##### TASK INPUTS #####

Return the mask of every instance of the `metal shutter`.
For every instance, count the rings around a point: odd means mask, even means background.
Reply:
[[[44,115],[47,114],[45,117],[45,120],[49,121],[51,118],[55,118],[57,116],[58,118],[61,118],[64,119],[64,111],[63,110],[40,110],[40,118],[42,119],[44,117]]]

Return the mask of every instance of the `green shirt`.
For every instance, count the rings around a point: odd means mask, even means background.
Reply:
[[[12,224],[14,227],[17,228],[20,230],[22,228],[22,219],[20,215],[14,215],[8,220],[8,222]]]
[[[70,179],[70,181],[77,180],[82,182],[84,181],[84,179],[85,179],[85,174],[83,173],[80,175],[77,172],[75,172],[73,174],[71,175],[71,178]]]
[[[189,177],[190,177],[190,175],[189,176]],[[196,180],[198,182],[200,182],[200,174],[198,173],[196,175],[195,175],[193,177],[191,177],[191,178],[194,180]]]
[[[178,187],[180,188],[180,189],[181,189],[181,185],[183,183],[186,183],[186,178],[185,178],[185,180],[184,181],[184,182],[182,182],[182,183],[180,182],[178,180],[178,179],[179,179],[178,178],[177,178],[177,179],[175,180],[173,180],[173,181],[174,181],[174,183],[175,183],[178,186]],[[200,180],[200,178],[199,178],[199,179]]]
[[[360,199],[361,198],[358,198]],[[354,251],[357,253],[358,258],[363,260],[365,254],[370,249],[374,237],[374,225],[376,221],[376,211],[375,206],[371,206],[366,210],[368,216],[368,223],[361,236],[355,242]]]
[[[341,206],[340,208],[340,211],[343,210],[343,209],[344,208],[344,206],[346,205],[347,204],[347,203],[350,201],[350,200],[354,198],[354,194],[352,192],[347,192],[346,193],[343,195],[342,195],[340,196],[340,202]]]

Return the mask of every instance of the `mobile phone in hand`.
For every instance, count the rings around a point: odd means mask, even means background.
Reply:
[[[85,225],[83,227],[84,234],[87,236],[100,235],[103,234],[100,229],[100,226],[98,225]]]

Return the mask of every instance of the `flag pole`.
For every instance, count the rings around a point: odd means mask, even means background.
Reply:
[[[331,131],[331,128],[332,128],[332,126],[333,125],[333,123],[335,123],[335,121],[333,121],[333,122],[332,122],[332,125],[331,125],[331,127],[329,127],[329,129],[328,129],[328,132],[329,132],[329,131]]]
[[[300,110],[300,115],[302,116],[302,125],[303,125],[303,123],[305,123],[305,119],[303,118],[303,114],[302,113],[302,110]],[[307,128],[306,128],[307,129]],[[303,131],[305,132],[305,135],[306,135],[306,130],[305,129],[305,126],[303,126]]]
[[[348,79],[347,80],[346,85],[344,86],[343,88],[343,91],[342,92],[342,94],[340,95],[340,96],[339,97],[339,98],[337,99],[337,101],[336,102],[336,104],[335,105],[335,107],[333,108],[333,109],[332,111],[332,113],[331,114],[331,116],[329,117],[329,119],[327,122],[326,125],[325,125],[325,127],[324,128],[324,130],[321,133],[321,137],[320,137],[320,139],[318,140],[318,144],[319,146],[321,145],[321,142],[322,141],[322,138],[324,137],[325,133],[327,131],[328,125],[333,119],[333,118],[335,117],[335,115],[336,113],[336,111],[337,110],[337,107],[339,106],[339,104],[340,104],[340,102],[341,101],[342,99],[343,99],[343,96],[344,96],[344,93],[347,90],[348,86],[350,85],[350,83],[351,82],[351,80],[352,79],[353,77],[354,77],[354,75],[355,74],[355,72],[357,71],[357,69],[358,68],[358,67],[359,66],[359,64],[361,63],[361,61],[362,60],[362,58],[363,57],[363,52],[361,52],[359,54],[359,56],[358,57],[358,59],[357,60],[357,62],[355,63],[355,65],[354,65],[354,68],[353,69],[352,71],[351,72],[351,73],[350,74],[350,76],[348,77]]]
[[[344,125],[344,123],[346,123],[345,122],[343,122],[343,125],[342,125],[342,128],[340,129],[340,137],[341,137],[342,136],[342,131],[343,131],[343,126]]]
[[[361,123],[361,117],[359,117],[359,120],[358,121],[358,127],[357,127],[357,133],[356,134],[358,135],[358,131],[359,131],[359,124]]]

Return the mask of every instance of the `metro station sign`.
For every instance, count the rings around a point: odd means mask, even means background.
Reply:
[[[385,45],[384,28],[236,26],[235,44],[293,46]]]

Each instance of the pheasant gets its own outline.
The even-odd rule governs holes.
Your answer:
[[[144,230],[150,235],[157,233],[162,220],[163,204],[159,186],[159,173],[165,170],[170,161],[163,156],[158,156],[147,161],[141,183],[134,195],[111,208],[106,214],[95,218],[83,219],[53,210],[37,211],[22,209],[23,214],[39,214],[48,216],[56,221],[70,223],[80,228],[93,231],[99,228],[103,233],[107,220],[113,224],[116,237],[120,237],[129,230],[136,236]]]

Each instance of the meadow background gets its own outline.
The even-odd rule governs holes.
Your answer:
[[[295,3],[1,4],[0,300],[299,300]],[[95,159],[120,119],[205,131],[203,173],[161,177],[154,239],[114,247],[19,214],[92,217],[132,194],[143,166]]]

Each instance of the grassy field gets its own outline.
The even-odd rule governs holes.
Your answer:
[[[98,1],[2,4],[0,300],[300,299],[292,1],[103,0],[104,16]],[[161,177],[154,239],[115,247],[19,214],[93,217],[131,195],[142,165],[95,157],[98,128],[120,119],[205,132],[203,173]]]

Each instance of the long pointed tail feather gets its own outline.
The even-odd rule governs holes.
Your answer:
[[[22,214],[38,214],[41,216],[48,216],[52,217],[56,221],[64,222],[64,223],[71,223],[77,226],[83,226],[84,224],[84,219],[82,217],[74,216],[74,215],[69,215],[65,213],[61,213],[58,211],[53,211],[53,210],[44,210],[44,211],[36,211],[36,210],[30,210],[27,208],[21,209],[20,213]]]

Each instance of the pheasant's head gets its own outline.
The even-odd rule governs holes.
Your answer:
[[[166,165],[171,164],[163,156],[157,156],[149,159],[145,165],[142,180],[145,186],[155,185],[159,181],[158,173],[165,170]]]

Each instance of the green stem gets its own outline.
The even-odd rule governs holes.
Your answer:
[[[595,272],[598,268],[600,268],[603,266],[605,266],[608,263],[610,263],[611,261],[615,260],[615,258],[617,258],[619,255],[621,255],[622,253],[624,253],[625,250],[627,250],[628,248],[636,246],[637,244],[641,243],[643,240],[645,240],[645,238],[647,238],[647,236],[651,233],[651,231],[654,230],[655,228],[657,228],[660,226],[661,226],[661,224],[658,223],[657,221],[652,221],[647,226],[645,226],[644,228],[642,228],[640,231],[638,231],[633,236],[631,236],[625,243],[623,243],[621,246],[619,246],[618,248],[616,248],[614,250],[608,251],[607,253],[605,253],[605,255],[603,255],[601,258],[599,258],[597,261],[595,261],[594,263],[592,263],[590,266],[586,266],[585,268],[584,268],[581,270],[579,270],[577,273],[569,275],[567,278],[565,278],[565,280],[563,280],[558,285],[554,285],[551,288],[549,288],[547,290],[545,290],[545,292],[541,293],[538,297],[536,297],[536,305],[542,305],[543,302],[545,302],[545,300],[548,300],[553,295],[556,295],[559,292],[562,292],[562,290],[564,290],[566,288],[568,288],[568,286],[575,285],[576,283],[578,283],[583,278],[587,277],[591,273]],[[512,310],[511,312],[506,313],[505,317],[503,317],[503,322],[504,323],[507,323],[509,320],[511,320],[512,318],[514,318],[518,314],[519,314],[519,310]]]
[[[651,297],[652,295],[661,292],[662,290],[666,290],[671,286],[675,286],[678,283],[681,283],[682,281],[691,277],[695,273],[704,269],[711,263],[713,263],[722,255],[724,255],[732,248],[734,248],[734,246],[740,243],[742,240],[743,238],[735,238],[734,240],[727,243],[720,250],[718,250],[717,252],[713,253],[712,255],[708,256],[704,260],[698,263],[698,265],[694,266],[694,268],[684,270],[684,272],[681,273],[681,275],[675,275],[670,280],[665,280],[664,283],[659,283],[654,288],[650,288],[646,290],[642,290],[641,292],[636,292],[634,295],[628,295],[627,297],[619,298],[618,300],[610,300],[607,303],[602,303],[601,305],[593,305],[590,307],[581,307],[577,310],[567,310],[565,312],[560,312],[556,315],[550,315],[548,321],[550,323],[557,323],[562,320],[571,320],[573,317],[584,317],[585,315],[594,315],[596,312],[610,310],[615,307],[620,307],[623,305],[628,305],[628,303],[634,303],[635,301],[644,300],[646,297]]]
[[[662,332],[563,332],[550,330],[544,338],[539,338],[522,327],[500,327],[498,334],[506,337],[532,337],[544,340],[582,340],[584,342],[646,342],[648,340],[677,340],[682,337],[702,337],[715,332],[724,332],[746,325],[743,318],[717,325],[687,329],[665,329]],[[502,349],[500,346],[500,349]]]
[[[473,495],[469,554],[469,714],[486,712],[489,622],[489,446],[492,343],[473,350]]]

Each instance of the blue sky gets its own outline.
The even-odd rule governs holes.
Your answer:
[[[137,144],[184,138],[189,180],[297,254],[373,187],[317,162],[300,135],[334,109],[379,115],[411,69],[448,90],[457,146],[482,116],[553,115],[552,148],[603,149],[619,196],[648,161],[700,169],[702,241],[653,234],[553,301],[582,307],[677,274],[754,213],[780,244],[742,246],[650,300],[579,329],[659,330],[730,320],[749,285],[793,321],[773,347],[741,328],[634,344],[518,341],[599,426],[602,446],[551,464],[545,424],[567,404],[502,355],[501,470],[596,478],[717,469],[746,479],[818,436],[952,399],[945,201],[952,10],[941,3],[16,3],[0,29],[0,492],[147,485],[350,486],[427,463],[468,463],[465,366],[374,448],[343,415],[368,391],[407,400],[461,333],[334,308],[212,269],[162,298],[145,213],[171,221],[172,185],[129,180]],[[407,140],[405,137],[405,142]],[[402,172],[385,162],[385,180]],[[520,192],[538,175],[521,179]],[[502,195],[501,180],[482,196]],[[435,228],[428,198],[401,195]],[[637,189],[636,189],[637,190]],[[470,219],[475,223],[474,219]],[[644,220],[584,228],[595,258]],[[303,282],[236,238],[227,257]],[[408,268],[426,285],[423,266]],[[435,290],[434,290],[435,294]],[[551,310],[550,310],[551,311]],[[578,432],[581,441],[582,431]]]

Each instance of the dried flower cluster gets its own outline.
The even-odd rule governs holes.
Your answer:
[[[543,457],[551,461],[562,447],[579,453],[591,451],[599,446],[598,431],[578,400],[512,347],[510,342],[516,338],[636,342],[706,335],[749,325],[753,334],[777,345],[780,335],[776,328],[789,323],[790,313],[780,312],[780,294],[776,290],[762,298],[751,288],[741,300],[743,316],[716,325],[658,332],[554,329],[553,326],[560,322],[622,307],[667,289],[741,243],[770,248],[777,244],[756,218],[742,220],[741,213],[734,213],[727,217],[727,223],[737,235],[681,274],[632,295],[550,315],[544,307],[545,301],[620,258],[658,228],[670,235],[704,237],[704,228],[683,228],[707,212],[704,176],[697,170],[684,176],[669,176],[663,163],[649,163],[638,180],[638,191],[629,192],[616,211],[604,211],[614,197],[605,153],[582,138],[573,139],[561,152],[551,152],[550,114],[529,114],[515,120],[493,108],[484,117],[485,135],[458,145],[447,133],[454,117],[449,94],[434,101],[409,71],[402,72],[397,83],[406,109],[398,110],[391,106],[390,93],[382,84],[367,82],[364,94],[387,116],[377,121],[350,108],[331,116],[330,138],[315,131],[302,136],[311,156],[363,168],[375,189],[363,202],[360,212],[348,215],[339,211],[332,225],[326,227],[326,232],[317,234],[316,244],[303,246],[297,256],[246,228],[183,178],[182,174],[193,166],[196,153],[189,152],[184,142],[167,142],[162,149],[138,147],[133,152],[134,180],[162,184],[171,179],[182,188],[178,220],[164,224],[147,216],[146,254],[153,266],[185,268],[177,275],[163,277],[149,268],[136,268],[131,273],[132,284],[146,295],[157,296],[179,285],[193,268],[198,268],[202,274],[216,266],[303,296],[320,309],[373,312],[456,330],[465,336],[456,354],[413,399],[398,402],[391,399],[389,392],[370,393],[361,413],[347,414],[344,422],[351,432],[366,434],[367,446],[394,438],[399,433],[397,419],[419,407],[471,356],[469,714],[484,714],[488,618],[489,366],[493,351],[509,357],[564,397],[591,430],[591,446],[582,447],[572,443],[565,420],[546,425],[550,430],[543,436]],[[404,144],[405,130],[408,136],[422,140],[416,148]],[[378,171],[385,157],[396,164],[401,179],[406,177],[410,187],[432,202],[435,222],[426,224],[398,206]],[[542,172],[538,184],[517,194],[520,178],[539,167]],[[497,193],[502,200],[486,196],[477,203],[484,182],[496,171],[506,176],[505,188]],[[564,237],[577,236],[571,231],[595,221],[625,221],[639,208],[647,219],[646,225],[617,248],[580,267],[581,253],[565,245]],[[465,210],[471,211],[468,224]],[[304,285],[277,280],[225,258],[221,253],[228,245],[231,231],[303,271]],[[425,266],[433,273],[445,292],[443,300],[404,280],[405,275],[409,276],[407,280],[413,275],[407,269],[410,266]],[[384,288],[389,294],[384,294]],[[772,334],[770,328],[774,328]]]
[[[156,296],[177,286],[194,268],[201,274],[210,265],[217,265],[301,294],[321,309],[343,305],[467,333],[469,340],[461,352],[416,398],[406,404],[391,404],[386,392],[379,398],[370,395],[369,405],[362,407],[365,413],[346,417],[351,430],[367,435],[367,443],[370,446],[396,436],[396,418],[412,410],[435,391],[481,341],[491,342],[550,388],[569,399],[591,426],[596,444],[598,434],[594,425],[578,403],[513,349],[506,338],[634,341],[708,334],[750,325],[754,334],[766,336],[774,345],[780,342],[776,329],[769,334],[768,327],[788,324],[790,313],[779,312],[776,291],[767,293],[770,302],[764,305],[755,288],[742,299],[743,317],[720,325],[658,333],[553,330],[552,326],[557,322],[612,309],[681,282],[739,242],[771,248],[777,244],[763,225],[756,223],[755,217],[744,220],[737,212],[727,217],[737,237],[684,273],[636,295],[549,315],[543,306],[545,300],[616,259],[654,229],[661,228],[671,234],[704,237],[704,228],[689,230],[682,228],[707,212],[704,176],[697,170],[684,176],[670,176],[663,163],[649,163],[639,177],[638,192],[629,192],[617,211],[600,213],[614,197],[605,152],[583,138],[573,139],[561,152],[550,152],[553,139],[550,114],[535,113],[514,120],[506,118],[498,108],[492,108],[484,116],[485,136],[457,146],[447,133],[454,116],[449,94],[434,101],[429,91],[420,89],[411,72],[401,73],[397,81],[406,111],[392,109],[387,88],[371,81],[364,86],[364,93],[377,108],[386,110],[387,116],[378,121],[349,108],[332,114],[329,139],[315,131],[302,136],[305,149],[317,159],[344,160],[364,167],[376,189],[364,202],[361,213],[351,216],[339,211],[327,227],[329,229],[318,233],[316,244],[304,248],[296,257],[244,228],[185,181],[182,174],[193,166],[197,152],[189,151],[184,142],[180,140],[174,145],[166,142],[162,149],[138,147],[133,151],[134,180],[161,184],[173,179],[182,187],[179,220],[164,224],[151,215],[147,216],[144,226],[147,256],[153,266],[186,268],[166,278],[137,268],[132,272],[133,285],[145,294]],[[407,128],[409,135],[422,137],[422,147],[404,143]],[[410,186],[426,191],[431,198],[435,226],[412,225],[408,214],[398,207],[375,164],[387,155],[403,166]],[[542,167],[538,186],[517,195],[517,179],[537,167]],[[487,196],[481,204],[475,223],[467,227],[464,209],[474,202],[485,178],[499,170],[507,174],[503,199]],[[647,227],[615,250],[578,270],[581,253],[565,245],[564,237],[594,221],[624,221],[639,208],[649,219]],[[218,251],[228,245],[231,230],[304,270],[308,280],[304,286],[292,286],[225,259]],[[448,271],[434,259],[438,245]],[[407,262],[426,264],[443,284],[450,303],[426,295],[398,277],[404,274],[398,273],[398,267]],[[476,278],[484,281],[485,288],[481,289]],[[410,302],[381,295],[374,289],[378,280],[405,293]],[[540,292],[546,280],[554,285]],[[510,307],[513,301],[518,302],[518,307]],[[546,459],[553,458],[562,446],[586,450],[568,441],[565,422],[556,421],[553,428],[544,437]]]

#####

* [DIRECTIVE] Pull out each line in the entries above that contains the word "Return".

* [ANSWER BELOW]
Return the mask of every instance of the `metal shutter`.
Return the mask of every instance of the `green shirt`.
Return the mask of every instance of the `mobile phone in hand`.
Return the mask of every instance of the `flag pole`.
Return the mask of every instance of the `metro station sign`.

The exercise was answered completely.